━━━ Source passage
Old-Fashioned Wacky Cake Recipe
Ever stumble across a recipe that makes you wonder how the dish earned its nickname? Take, for example, the chocolate-caramel Better Than Sex cake. Who on Earth created that name? Admittedly, it is quite the decadent cake. The same holds true for Wacky Cake, a cake that may not necessarily be described as beautiful, but definitely tastes delicious. Its name stems from the craziness of this cake's ingredients. Made from a pretty simple lineup of items, it's impressive that it doesn't require any eggs. In fact, this recipe can be traced back to a cookbook from the 1960's pieced together by Peg Bracken called I Hate to Cookbook, except it was called the Cockeyed Cake. And in 1958, Wacky Cake was referred to in a newspaper article (via Quaint Cooking).
This dessert also goes by the names Crazy Cake, Depression Cake, and Wonder Cake. But, one things stays the same regardless of what you call it — it's hands-down scrumptious. Check out this decadent recipe that was developed by registered dietician Kristen Carli.
Gather up the ingredients for Wacky Cake
This cake earned its name from both the way the ingredients are mixed together in the very pan the cake will be baked in, as well as the fact that it doesn't require eggs, milk, or butter, as noted by Carli. Once the dry ingredients — sugar, all-purpose flour, salt, baking soda, and unsweetened cocoa powder — are blended together, you poke three holes in the ingredients and fill each hole with vanilla, vinegar, and oil. It may sound incredibly odd to use the ingredients in such a manner, but the result is an exceptionally moist cake. Even better is that it takes only ten minutes to prepare and 30 minutes to bake with 12 servings to share or enjoy all by yourself.
It may sound odd to not need eggs to make this cake recipe, but it's true. It's perfect for people with egg allergies, or maybe you're short on eggs and don't want to run out to the store. Some recipes call for subbing mashed bananas or applesauce for the eggs, but seriously, is it possible to make a cake without eggs? The vinegar and baking soda pair together perfectly within the mix to make sure the cake leavens. It may sound weird, but it really does work. Another possible leavening option includes silken tofu. But, for now, give the vinegar and baking soda combo a try in this recipe. You'll absolutely love the results!
━━━━━━
Retype the wacky cake text from "This dessert also" down to "dietician Kristen Carli.", keeping every word and mark as it stands. Work from the wacky cake text alone.
━━━ Dataset extract
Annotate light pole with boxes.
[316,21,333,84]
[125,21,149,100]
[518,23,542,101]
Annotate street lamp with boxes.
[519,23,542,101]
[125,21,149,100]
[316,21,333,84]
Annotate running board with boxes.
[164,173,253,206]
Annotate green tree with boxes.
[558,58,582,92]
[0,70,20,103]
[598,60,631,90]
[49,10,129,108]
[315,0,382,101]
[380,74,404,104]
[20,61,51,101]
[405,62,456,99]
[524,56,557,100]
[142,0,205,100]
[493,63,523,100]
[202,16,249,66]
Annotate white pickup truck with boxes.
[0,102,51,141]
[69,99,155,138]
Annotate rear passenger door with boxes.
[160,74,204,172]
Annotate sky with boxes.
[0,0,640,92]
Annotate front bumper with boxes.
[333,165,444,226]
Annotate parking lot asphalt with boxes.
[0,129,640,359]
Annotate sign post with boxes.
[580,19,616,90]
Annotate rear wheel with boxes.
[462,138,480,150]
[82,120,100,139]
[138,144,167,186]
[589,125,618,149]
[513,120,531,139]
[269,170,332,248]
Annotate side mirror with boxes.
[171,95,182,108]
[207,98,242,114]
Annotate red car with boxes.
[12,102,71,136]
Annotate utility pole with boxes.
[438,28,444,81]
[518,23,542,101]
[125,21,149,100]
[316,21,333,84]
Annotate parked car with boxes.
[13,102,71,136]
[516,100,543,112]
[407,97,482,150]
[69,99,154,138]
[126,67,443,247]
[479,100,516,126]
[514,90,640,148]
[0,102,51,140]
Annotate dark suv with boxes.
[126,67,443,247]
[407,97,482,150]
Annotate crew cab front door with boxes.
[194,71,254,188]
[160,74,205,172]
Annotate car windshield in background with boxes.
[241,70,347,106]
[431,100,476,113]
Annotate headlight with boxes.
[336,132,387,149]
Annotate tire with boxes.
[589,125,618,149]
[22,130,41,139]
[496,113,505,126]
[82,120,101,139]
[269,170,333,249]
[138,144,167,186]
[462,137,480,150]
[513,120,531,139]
━━━━━━
━━━ Dataset extract
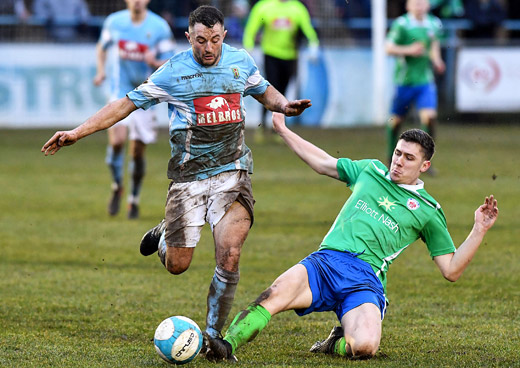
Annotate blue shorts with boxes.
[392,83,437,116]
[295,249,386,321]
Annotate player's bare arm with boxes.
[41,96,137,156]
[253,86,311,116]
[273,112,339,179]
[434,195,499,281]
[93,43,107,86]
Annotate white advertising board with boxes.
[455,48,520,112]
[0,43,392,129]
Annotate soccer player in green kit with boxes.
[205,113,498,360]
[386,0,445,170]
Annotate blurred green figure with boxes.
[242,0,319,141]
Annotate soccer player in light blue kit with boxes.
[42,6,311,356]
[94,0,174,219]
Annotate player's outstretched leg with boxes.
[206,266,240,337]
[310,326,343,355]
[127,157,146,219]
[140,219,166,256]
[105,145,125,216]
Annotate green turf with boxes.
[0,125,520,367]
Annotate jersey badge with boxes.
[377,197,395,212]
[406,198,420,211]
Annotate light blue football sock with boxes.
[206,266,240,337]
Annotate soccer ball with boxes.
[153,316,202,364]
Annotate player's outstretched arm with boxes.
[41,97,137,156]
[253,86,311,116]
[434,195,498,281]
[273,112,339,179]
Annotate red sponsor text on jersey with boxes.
━━━━━━
━━━ Dataset extract
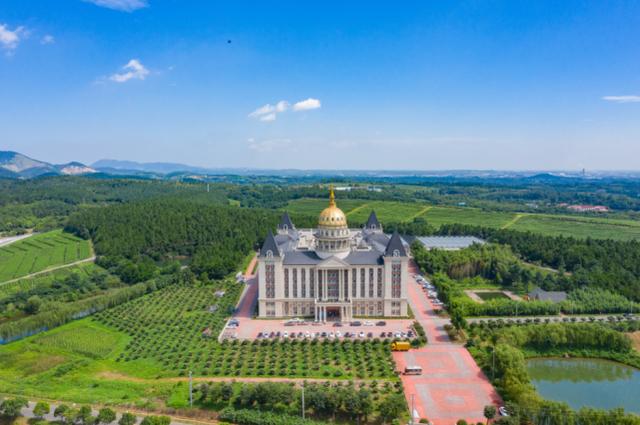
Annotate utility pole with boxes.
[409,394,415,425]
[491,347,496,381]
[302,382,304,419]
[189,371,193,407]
━━━━━━
◆ Exercise answer
This dessert also goes by the names Crazy Cake, Depression Cake, and Wonder Cake. But, one things stays the same regardless of what you call it — it's hands-down scrumptious. Check out this decadent recipe that was developed by registered dietician Kristen Carli.